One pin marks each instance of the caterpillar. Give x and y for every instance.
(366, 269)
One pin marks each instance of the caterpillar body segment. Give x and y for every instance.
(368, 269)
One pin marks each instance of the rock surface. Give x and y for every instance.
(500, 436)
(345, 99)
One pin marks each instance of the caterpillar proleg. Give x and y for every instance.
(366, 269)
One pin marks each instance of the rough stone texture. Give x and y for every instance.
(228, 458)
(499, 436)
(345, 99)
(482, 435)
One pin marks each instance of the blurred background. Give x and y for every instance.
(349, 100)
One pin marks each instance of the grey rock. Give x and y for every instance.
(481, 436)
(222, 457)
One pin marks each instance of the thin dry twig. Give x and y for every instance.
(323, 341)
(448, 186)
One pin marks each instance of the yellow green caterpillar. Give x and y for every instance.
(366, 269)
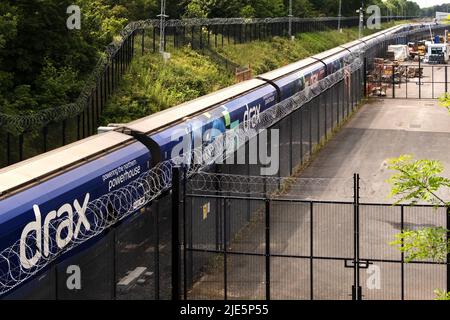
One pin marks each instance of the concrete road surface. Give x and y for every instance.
(381, 129)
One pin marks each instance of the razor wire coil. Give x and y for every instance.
(117, 205)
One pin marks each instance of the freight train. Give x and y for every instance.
(47, 202)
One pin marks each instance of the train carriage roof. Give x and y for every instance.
(39, 167)
(166, 117)
(290, 68)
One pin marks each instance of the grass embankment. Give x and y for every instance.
(152, 85)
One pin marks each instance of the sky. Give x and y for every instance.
(430, 3)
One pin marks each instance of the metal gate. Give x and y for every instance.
(407, 80)
(269, 244)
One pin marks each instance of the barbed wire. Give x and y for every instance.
(107, 210)
(18, 123)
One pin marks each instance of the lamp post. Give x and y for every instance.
(339, 15)
(162, 25)
(290, 19)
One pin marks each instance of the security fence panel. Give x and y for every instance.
(209, 278)
(246, 277)
(296, 133)
(135, 256)
(378, 227)
(421, 280)
(290, 278)
(290, 225)
(381, 280)
(284, 128)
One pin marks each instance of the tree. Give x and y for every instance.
(422, 180)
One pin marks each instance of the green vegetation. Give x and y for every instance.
(45, 65)
(151, 85)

★ ★ ★

Rewrite every line from the one containing "One pin marks each instance of the tree." through the end of the records, requests included, and shift each x and y coordinate in the answers by -120.

* Output below *
One pin marks each instance of the tree. Give x and y for every instance.
(302, 60)
One pin marks each instance of the green vegetation. Give x and y for every instance.
(-75, -55)
(31, -35)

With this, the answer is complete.